EXERCISE PROMPT:
Below is a listing. Copy each line of it that holds the word "away".

MATERIALS PROVIDED:
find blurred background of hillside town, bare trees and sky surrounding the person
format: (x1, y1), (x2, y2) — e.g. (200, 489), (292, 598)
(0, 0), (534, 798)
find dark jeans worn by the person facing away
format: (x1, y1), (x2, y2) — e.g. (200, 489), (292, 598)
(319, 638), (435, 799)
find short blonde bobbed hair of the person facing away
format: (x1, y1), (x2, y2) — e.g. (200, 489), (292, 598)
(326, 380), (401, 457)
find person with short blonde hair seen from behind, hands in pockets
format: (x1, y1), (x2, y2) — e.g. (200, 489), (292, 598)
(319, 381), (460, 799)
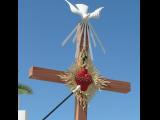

RESULT:
find dark jeans worn by the person facing away
find short blonde bobbed hair of the person facing away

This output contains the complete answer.